*** Begin section ***
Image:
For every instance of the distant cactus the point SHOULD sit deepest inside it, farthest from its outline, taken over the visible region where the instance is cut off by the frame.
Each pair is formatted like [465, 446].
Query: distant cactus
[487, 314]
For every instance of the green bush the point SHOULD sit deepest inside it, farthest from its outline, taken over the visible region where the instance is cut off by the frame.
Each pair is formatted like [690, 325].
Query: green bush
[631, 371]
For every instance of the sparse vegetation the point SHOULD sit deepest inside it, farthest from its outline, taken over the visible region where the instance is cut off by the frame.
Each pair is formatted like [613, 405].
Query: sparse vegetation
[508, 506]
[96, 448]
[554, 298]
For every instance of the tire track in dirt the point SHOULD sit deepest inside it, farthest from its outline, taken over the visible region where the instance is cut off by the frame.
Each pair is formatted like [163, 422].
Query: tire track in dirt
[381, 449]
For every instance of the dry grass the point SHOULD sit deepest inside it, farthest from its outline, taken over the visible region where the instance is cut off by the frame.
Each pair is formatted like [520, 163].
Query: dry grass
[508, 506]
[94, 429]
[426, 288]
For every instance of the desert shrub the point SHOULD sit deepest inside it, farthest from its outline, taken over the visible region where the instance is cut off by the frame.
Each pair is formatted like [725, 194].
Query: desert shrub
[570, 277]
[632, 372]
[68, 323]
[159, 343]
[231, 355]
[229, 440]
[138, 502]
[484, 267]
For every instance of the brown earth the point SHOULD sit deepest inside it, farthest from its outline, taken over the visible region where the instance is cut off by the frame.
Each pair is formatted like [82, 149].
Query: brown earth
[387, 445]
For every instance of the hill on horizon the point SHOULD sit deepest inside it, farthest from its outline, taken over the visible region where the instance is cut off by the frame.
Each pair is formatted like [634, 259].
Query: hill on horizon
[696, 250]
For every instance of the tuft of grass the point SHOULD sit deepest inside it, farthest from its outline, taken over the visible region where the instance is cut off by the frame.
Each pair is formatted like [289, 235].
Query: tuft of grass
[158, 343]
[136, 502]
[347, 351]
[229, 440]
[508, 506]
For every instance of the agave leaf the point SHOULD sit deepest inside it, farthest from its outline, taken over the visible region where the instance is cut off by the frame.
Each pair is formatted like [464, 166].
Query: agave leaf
*** End section ***
**What is needed**: Reproduce all of the entries above verbatim.

**Exercise output**:
Image:
For every instance of the distant cactus the point SHOULD sit deepest inside it, farthest from its outline, taken over the visible region where the instance is cut off by the frame.
Each pair is formatted like [465, 446].
Query: distant cactus
[487, 314]
For every instance of the green bush the point SHOULD sit deepest inside it, farthest from its outline, taken over the visible region where the instance is cut off by the frame.
Each pair is formatted like [690, 325].
Query: green bush
[631, 371]
For every instance of the sparse vegetation the point SHOULD sit deepest inside it, farthest from its outline, taken over the visible region where the instance is cut off by the frame.
Each pair is formatted like [613, 405].
Query: sparse vegetation
[508, 506]
[96, 448]
[554, 298]
For every instance of the tire track in dirt the point SHOULD sit deepest inside it, farthest from its outline, taken over the visible region where the instance is cut off by the frame.
Each pair is formatted like [163, 422].
Query: tire track in dirt
[381, 449]
For every instance of the dry grass the point SHOULD sit deepest inside it, farthest from its outline, taken over the visible region where the instance is cut off by the frame.
Each pair is formatted like [520, 163].
Query: dry grass
[508, 506]
[94, 429]
[426, 288]
For every instance of the desert shrub the point SHOULD sit deepest inside it, farthest from its outline, taken over the visible region where the instance is cut off by the frame.
Each pair is formatted like [725, 194].
Query: desert shrub
[570, 277]
[632, 372]
[68, 323]
[159, 343]
[231, 355]
[229, 440]
[138, 502]
[484, 267]
For every instance of the brown earth the point SHOULD sit deepest inside it, farthest from its outline, taken over the visible region where the instance is cut off by the frame.
Each pair is formatted like [82, 149].
Query: brown earth
[387, 445]
For every instance of the hill on horizon the point SHOULD sit deepest inside it, farthest from its outline, taken over the visible region where the instance is cut off by the frame.
Each pair is formatted like [634, 259].
Query: hill on horizon
[696, 250]
For every instance of the tuft of grass the point SHOULD sit deepest inside it, farthest from its outline, taken over the visible region where the instance is cut off by the frame.
Each pair is formatted like [289, 235].
Query: tuft of grass
[158, 343]
[136, 502]
[347, 351]
[229, 440]
[508, 506]
For every instance of the agave leaf the point SHOULD sit deepest inside it, farthest from its outline, taken over the visible region where the instance is cut off by the frame.
Each pair is formatted like [464, 166].
Query: agave leaf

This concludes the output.